▶ [PROBLEM DESCRIPTION]: Output every line below without omitting or altering anything.

::: EXTRACTED RECORDS :::

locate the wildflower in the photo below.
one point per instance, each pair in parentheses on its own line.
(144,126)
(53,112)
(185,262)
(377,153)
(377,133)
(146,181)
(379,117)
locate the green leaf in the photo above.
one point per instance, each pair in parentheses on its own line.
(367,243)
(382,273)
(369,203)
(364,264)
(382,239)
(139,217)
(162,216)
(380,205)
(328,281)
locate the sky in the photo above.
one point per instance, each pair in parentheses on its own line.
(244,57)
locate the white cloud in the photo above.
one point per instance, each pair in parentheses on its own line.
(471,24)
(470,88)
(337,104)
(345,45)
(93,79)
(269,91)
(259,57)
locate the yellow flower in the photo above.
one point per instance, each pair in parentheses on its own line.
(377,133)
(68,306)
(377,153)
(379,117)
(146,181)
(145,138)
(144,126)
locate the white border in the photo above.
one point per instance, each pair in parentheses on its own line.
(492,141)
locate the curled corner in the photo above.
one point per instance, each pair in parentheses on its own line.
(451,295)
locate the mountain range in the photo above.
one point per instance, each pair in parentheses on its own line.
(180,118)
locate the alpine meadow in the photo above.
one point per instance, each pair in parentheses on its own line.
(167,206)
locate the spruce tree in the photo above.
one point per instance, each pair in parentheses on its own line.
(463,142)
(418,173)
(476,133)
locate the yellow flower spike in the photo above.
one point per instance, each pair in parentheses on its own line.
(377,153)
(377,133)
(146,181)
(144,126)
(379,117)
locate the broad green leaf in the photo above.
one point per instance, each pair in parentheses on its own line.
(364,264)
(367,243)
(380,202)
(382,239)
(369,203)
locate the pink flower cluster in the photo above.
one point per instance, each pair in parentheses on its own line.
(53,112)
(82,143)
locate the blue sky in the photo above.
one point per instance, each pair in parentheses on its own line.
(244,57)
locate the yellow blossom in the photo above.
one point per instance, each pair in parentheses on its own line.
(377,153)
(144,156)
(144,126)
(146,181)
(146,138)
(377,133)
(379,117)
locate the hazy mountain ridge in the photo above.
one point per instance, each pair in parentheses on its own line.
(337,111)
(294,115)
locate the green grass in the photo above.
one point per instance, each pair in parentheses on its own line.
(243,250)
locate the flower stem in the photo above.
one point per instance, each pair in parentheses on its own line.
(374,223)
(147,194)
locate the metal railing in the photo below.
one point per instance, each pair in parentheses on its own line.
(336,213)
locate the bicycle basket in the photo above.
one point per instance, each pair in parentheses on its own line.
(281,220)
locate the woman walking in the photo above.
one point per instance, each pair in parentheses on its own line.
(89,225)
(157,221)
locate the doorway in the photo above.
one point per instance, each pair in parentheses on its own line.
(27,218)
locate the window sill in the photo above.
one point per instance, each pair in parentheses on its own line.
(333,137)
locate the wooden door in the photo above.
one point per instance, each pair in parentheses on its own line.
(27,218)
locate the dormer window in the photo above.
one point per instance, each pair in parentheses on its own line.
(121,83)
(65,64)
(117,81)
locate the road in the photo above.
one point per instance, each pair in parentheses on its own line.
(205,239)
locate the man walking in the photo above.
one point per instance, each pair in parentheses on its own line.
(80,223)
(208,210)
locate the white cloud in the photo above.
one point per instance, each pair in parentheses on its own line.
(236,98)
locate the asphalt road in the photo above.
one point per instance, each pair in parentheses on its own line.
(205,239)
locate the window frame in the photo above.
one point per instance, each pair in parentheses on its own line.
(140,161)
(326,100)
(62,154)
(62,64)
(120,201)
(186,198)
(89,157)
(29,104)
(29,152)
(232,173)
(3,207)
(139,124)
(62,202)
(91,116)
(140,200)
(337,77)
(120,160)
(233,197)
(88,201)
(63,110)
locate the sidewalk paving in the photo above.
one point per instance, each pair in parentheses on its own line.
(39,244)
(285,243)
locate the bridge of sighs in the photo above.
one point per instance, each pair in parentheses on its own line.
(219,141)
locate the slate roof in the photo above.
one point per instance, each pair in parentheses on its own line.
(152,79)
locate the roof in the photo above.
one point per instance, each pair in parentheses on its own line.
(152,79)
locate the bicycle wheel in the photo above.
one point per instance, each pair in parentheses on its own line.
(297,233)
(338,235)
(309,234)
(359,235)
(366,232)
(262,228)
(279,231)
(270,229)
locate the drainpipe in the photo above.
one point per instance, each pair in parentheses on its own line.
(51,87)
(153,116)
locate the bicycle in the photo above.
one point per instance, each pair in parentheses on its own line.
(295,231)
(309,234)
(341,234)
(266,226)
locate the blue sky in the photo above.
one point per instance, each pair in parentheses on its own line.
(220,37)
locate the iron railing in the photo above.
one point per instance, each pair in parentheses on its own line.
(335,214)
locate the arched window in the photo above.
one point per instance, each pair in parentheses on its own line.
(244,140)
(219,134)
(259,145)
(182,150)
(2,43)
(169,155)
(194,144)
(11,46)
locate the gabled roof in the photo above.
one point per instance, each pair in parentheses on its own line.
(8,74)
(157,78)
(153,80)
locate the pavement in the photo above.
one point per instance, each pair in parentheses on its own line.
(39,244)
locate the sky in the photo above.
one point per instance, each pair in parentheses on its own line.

:::

▶ [EXPECTED ANSWER]:
locate the wildflower in the photo below.
one point per instance, each pair in parentheses on its own line.
(144,126)
(53,112)
(185,262)
(377,153)
(377,133)
(146,181)
(379,117)
locate the green leaf in the photo above.
one point per instance, each pair in parentheses on its own line.
(367,243)
(382,273)
(369,203)
(364,264)
(382,239)
(139,217)
(162,216)
(380,205)
(328,281)
locate the sky in the photo above.
one point per instance, each pair in parentheses on its own line.
(244,57)
locate the white cloud in the photo above.
one point per instance, each pair in parentheses on its own line.
(471,24)
(470,88)
(337,104)
(345,45)
(93,79)
(269,91)
(259,57)
locate the yellow flower in the photo above.
one point per instance, each pair in parentheses on its own line.
(377,133)
(68,306)
(377,153)
(379,117)
(146,181)
(145,138)
(144,126)
locate the white border in the photo above.
one point per instance, each pair in parentheses on its own line.
(492,141)
locate the curled corner in the photo above.
one point per instance, each pair in parentheses on its own line.
(451,295)
locate the mountain range in the photo above.
one point per instance, each pair in parentheses on its own line.
(180,118)
locate the alpine meadow in the photo above.
one point per instance, each pair in parentheses on its own line.
(167,206)
locate the spruce tree in the photo above.
one point per instance, each pair in parentheses on its own line.
(463,142)
(418,173)
(476,133)
locate the yellow flower spike in the photo above.
one point per instance, each pair in parentheses on its own line.
(377,153)
(377,133)
(146,181)
(144,126)
(379,117)
locate the broad green leaf in the photo above.
one point per instance, each pair in parentheses on its own line.
(364,264)
(367,243)
(380,202)
(382,239)
(369,203)
locate the pink flower cluster in the photo above.
one point per instance, each pair in parentheses on its own line.
(53,112)
(82,143)
locate the blue sky in the photo above.
one point per instance, each pair in parentheses on its own line.
(244,57)
locate the yellow blossom in the photo above.
one point per instance, each pair in parentheses on its own line.
(377,153)
(144,156)
(144,126)
(146,181)
(146,138)
(377,133)
(379,117)
locate the hazy mountain ridge in the photo above.
one point per instance, each pair in parentheses on its own line.
(337,111)
(294,115)
locate the green grass in the photo above.
one point per instance, each pair in parentheses on its own line.
(243,250)
locate the flower stem in the photo above.
one point per instance, each pair in parentheses on its own line.
(374,223)
(147,194)
locate the metal railing in the photo below.
one point per instance, each pair in parentheses on its own line.
(336,213)
locate the bicycle basket in the photo above.
one point per instance, each pair in parentheses on its own line.
(281,220)
locate the woman walking in the photo above.
one point per instance, each pair in parentheses on its own line.
(89,225)
(157,221)
locate the doorway in the photo above.
one point per instance, each pair in parentheses on its own line.
(27,218)
locate the window sill in the photo above.
one point per instance, each pair in parentheses on its own line.
(333,137)
locate the wooden door in the photo above.
one point per instance, each pair in parentheses on its own line.
(27,218)
locate the dormer window in the photo above.
one point per instance, each pair in parentheses on its own line.
(121,83)
(65,64)
(117,81)
locate the road in the photo above.
one point per instance, each pair in parentheses on its own line.
(205,239)
locate the man walking in the photo above.
one point per instance, each pair in parentheses on its own line.
(80,223)
(208,210)
locate the white cloud in the photo above.
one point per instance, each pair in parentheses on its own line.
(236,98)
locate the asphalt road in the photo above.
one point per instance, each pair in parentheses on its own line.
(205,239)
locate the window frame in the photo above.
one point per instance, each pair in parentheses on its own line.
(140,161)
(326,100)
(62,154)
(62,64)
(120,201)
(186,198)
(89,157)
(29,104)
(29,152)
(232,173)
(3,207)
(139,124)
(62,202)
(91,116)
(140,200)
(337,77)
(120,160)
(233,197)
(88,201)
(63,110)
locate the sidewalk paving in the photo above.
one point per instance, each pair in parentheses on its own line.
(39,244)
(285,243)
locate the bridge of sighs in the photo above.
one point per instance, each pair in parentheses on its own line.
(219,141)
locate the slate roof in the photo above.
one point per instance, each pair in parentheses on its own line.
(152,79)
locate the roof in the photo above.
one point per instance, each pair in parentheses on its own line.
(152,79)
locate the bicycle wheel in the photo above.
one point per instance, each pair in parentheses on its own line.
(297,233)
(338,235)
(309,234)
(359,235)
(366,232)
(262,228)
(279,231)
(270,229)
locate the drainpipe in the photo above.
one point per instance, each pair in parentheses on its own line.
(51,87)
(153,116)
locate the bicycle in the photo above.
one point per instance, each pair in parentheses on its own line.
(295,231)
(309,234)
(341,234)
(266,226)
locate the blue sky in the photo above.
one point per instance, each pair in parentheses on its own line.
(220,37)
locate the iron railing in the photo above.
one point per instance, each pair in parentheses on its own line.
(335,214)
locate the arched window in the photo above.
one point per instance, each pair in parentheses on its own line.
(244,140)
(219,134)
(259,145)
(182,150)
(2,43)
(169,155)
(194,144)
(11,46)
locate the gabled roof in the photo above.
one point per instance, each pair in parentheses on its own line.
(8,74)
(157,78)
(153,80)
locate the pavement in the photo above.
one point per instance, each pair in parentheses on its own line.
(39,244)
locate the sky in the photo above.
one point per instance, each pair in parentheses on its own line.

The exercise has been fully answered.